AIM OF THE TASK: Print each record exactly, with no word added or removed.

DATASET ENTRIES:
********
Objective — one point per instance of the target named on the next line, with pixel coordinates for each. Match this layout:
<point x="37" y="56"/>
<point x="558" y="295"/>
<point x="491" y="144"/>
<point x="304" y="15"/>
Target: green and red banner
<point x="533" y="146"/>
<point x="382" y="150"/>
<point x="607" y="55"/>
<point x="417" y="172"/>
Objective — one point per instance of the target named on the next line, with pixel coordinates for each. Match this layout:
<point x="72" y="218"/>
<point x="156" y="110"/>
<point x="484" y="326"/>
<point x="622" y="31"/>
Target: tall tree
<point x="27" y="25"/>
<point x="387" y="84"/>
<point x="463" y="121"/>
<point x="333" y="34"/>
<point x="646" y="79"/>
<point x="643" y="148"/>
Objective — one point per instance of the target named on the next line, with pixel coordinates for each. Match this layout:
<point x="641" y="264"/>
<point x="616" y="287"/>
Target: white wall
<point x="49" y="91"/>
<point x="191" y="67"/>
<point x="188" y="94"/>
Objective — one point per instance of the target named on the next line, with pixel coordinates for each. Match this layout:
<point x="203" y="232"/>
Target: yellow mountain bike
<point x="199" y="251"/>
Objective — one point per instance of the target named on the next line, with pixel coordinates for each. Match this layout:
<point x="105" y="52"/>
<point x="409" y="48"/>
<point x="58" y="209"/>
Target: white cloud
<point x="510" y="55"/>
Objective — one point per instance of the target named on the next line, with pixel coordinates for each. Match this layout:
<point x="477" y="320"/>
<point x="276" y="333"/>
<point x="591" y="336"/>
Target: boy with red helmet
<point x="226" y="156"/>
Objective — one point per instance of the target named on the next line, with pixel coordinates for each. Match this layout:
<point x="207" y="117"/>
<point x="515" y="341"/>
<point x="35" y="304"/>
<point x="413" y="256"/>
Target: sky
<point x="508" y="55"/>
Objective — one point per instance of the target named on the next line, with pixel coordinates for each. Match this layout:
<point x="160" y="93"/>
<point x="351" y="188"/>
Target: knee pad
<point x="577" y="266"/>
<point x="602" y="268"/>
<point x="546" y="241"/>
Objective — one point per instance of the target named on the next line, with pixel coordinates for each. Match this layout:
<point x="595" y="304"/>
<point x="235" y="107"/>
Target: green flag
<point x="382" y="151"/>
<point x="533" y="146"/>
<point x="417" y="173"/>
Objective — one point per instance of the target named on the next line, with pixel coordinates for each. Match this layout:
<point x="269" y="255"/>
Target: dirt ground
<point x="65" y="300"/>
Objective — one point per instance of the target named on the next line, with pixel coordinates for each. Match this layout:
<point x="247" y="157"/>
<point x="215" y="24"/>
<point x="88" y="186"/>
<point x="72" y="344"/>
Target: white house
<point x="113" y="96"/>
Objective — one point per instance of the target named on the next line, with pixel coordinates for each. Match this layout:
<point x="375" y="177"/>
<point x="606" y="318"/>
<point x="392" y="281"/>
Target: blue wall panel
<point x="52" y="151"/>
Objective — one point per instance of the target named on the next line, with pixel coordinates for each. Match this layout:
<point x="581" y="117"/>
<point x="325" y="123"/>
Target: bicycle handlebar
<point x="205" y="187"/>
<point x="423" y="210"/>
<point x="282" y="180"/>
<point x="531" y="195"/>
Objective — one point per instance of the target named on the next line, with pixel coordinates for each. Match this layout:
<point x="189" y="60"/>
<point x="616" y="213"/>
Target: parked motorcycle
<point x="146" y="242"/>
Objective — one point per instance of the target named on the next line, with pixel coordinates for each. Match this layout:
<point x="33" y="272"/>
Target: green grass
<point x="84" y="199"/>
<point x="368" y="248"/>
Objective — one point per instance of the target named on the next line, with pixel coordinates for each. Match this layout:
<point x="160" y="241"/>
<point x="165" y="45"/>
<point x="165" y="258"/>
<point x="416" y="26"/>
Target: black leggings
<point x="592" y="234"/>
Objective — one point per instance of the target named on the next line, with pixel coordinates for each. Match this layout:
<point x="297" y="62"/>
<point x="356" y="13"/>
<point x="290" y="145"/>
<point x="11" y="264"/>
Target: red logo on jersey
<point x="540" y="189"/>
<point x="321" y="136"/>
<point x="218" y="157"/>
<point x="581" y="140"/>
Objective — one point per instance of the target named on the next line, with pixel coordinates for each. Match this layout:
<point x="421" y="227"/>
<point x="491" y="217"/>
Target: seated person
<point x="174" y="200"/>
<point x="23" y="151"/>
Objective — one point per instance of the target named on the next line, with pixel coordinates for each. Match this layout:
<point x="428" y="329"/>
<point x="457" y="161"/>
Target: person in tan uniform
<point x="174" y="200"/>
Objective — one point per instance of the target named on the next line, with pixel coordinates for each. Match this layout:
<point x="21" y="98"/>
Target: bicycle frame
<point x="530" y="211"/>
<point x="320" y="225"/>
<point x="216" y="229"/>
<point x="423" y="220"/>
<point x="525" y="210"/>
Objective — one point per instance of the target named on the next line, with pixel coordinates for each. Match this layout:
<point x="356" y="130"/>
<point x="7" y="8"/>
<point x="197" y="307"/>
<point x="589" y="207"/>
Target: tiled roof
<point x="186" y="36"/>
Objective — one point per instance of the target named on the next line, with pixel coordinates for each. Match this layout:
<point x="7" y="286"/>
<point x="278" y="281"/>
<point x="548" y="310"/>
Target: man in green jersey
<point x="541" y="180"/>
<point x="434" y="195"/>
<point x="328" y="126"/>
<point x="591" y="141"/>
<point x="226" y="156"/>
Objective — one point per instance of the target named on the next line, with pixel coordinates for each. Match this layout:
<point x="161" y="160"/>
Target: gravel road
********
SOLUTION:
Objective — one point per instance of the target named on the next line, with pixel coordinates for each. Match this layout:
<point x="37" y="56"/>
<point x="558" y="295"/>
<point x="491" y="144"/>
<point x="304" y="15"/>
Target: green and red banner
<point x="533" y="146"/>
<point x="382" y="150"/>
<point x="607" y="55"/>
<point x="417" y="172"/>
Objective — one point per instance of the target named on the next line, with pixel coordinates for each. Match this layout:
<point x="72" y="218"/>
<point x="156" y="110"/>
<point x="484" y="326"/>
<point x="622" y="31"/>
Target: tall tree
<point x="27" y="25"/>
<point x="387" y="84"/>
<point x="463" y="121"/>
<point x="333" y="34"/>
<point x="646" y="79"/>
<point x="643" y="148"/>
Objective — one point per instance of the target named on the next line, with pixel coordinates for each. Match this layout:
<point x="641" y="264"/>
<point x="616" y="287"/>
Target: white wall
<point x="49" y="91"/>
<point x="191" y="67"/>
<point x="188" y="94"/>
Objective — one point per instance of the target named on the next line, with pixel coordinates for each. Match this layout:
<point x="203" y="232"/>
Target: yellow mountain bike
<point x="199" y="251"/>
Objective — one point per instance of the target named on the next line, with pixel coordinates for each. Match this layout:
<point x="105" y="52"/>
<point x="409" y="48"/>
<point x="58" y="209"/>
Target: white cloud
<point x="510" y="55"/>
Objective — one point per instance of the target named on the next line, with pixel coordinates for each. Match this layout:
<point x="477" y="320"/>
<point x="276" y="333"/>
<point x="591" y="336"/>
Target: boy with red helmet
<point x="226" y="156"/>
Objective — one point per instance of the target named on the next line, with pixel coordinates for each. Match this layout:
<point x="207" y="117"/>
<point x="515" y="341"/>
<point x="35" y="304"/>
<point x="413" y="256"/>
Target: sky
<point x="508" y="55"/>
Objective — one point per instance of the target named on the next line, with pixel coordinates for each. Match this layout:
<point x="160" y="93"/>
<point x="351" y="188"/>
Target: knee pad
<point x="577" y="266"/>
<point x="602" y="268"/>
<point x="546" y="241"/>
Objective — one point per instance of the target named on the next line, with pixel coordinates for each. Match this layout:
<point x="595" y="304"/>
<point x="235" y="107"/>
Target: green flag
<point x="382" y="151"/>
<point x="533" y="146"/>
<point x="417" y="173"/>
Objective — one point per instance of the target named on the next line, with pixel coordinates for each. Match this layout:
<point x="269" y="255"/>
Target: dirt ground
<point x="65" y="300"/>
Objective — one point per instance of the target named on the next line, with pixel coordinates for each. Match this layout:
<point x="247" y="157"/>
<point x="215" y="24"/>
<point x="88" y="186"/>
<point x="72" y="344"/>
Target: white house
<point x="113" y="96"/>
Objective — one point per instance of the target named on the next line, with pixel coordinates for each. Match this layout:
<point x="375" y="177"/>
<point x="606" y="318"/>
<point x="392" y="281"/>
Target: blue wall panel
<point x="52" y="151"/>
Objective — one point per instance of the target named on the next line, with pixel coordinates for each. Match this layout:
<point x="581" y="117"/>
<point x="325" y="123"/>
Target: bicycle handlebar
<point x="205" y="187"/>
<point x="423" y="210"/>
<point x="282" y="180"/>
<point x="531" y="195"/>
Objective — one point per instance of the target named on the next line, with pixel coordinates for each. Match this layout:
<point x="189" y="60"/>
<point x="616" y="213"/>
Target: parked motorcycle
<point x="146" y="242"/>
Objective — one point per instance of the target named on the next line, with pixel coordinates for each. Match this layout:
<point x="33" y="272"/>
Target: green grass
<point x="84" y="199"/>
<point x="368" y="248"/>
Objective — one point per instance of the target named on the next line, with pixel coordinates for each. Match this layout:
<point x="160" y="241"/>
<point x="165" y="45"/>
<point x="165" y="258"/>
<point x="416" y="26"/>
Target: black leggings
<point x="592" y="234"/>
Objective — one point per instance of the target named on the next line, with pixel coordinates for each. Match this layout:
<point x="297" y="62"/>
<point x="356" y="13"/>
<point x="290" y="145"/>
<point x="11" y="264"/>
Target: red logo on jersey
<point x="540" y="189"/>
<point x="321" y="136"/>
<point x="218" y="157"/>
<point x="581" y="140"/>
Objective — one point per instance of the target named on the next line, with pixel coordinates for each. Match this layout:
<point x="421" y="227"/>
<point x="491" y="217"/>
Target: seated person
<point x="174" y="200"/>
<point x="23" y="151"/>
Objective — one point per instance of the target named on the next line, with pixel coordinates for each. Match this layout:
<point x="428" y="329"/>
<point x="457" y="161"/>
Target: person in tan uniform
<point x="174" y="200"/>
Objective — one point per instance of the target named on the next line, with pixel coordinates for each. Match this layout:
<point x="21" y="98"/>
Target: bicycle frame
<point x="530" y="211"/>
<point x="320" y="225"/>
<point x="216" y="229"/>
<point x="423" y="220"/>
<point x="525" y="210"/>
Objective — one point per instance of the target named on the next line, with pixel coordinates for each. Match this layout:
<point x="356" y="130"/>
<point x="7" y="8"/>
<point x="197" y="307"/>
<point x="589" y="207"/>
Target: tiled roof
<point x="186" y="36"/>
Objective — one point per instance of the target named on the next line, with pixel coordinates for each. Match this layout:
<point x="7" y="286"/>
<point x="278" y="281"/>
<point x="548" y="310"/>
Target: man in green jersey
<point x="541" y="180"/>
<point x="434" y="195"/>
<point x="328" y="126"/>
<point x="591" y="141"/>
<point x="226" y="156"/>
Objective — one point per instance of the target named on the next line, with pixel coordinates for each. Match this layout:
<point x="161" y="160"/>
Target: gravel road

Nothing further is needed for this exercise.